[WRITTEN PROBLEM 1]
Check each statement against the forum thread below. Answer yes or no, and quote the words that decide it. (a) The first poster says the basketball court gets very hot. (b) Nelliy says the expo has already been cancelled. (c) Nelliy suggests portable air cons might be brought in.

— start of TEXT EXCERPT —

# Another Heatwave



## kittycat17 (Feb 8, 2017)

Worried about this weekends temps and the castle hill expo? 
It gets very hot in that basketball court, worried about small hatchlings? Or breeders actually coming at all? 


Sent from my iPhone using Tapatalk


----------



## Nelliy (Feb 8, 2017)

Yea I was hoping to go but don't know wether they would cancel it due to breeders not risking it. I'm sure they would put a post on their Facebook page or maybe try and get some portable air cons going 


Sent from my iPhone using Tapatalk


----------



## kittycat17 (Feb 8, 2017)

— end of TEXT EXCERPT —
— start of PROVIDED DATA —

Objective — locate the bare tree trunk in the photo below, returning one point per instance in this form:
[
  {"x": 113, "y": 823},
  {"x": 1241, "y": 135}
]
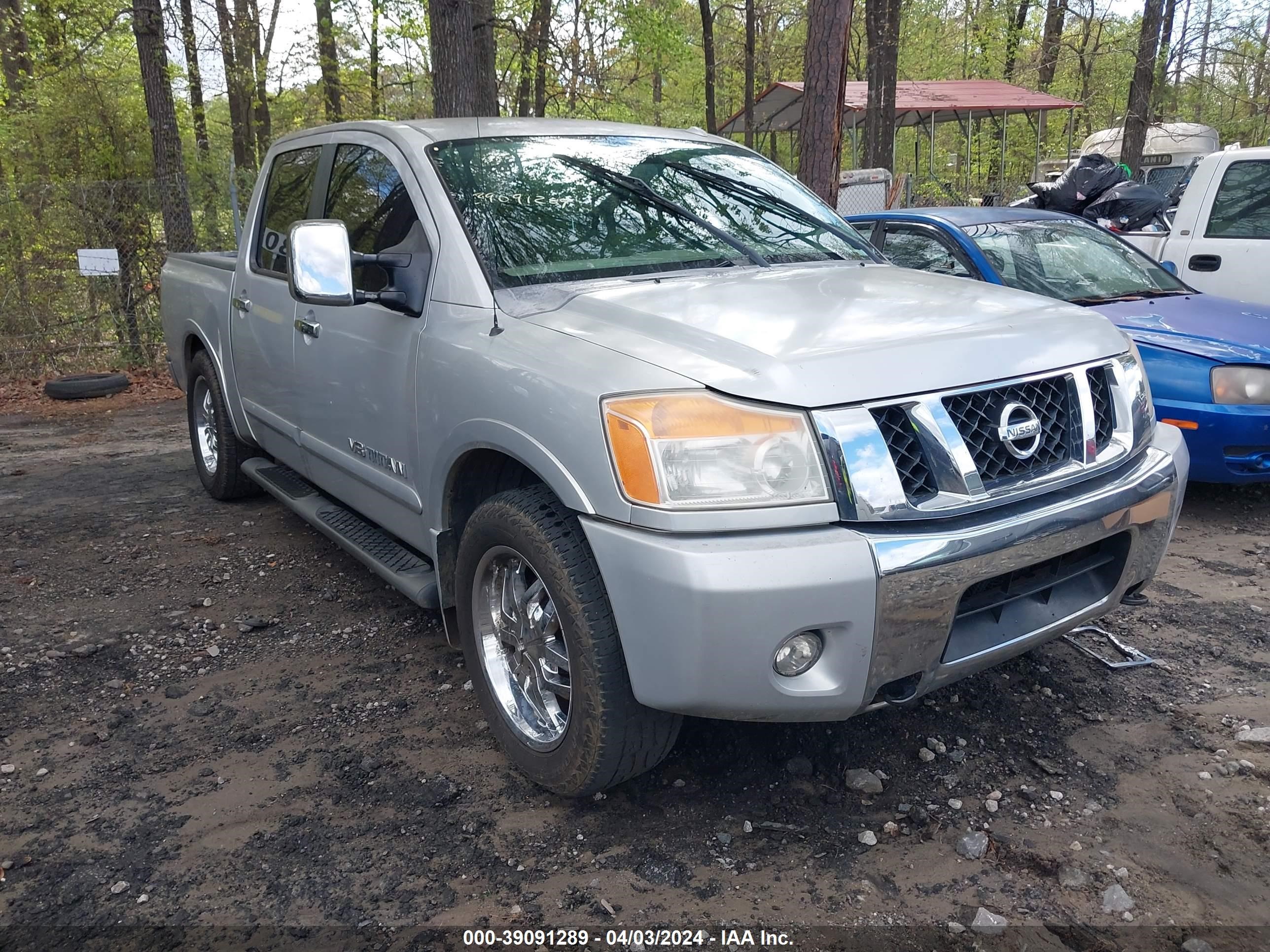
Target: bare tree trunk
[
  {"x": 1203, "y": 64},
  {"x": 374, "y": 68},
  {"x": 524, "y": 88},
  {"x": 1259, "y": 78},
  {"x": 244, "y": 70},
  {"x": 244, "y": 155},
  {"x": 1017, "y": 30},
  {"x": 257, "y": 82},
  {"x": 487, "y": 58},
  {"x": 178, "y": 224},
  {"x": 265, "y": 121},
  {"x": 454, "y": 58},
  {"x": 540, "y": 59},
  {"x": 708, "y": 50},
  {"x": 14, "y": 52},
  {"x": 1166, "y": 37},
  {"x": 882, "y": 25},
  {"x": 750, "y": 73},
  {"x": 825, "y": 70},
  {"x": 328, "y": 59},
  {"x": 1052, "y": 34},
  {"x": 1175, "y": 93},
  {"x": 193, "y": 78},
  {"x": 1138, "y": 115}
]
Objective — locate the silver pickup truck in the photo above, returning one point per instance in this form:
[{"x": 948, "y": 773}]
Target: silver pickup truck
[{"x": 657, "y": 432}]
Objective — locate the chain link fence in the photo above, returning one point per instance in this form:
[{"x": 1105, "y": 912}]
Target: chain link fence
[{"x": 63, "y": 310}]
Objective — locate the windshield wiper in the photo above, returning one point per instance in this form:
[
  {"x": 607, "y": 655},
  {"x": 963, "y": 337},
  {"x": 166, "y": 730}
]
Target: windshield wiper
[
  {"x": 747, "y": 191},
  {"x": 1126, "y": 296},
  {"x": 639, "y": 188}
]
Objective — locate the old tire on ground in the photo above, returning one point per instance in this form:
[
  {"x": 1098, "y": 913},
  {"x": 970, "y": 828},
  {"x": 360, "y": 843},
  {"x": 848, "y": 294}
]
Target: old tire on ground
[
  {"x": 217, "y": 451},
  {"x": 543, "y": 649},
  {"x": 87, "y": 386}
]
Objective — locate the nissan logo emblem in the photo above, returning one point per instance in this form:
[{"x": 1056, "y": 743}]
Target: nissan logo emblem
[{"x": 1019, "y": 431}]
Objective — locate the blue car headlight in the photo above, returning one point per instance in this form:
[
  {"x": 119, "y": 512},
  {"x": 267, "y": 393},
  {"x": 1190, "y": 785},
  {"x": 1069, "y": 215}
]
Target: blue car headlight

— end of PROVIDED DATA —

[WRITTEN PROBLEM 2]
Rewrite the part of the entries that opens with the line containing "Objective — locate the silver" and runs through the end of the entries. Replace "silver pickup truck" with "gray pickup truck" and keep everything else the same, giving only those lines.

[FINISHED ANSWER 1]
(a) Yes: "It gets very hot in that basketball court"
(b) No: "don't know wether they would cancel it due to breeders not risking it"
(c) Yes: "maybe try and get some portable air cons going"

[FINISHED ANSWER 2]
Objective — locate the gray pickup truck in the photo above, returning one point per instance in this form:
[{"x": 948, "y": 773}]
Target: gray pickup truck
[{"x": 657, "y": 432}]
Objective — locate the chain link fence in the photo above, returning one point per instance in this form:
[{"x": 1105, "y": 912}]
Target: chain link fence
[{"x": 63, "y": 310}]
Objective — locate the windshield wiper in the photo above, returning one point per instance in this form:
[
  {"x": 607, "y": 655},
  {"x": 963, "y": 337},
  {"x": 166, "y": 730}
]
Target: windshield wiper
[
  {"x": 747, "y": 191},
  {"x": 1126, "y": 296},
  {"x": 639, "y": 188}
]
Objective — locate the old tire on ground in the photo above, returning one point per instance in this form:
[
  {"x": 1098, "y": 913},
  {"x": 970, "y": 828},
  {"x": 360, "y": 843},
  {"x": 848, "y": 294}
]
Target: old tire on ground
[
  {"x": 217, "y": 451},
  {"x": 543, "y": 649},
  {"x": 87, "y": 386}
]
Objective — locate the nissan logo emblem in the photo above, returning one point per instance in this form:
[{"x": 1056, "y": 743}]
Target: nissan logo emblem
[{"x": 1019, "y": 431}]
Objective — locate the blue car headlight in the photo above, returning one point per instance in this form:
[
  {"x": 119, "y": 512},
  {"x": 267, "y": 393},
  {"x": 1190, "y": 785},
  {"x": 1069, "y": 215}
]
Target: blue car headlight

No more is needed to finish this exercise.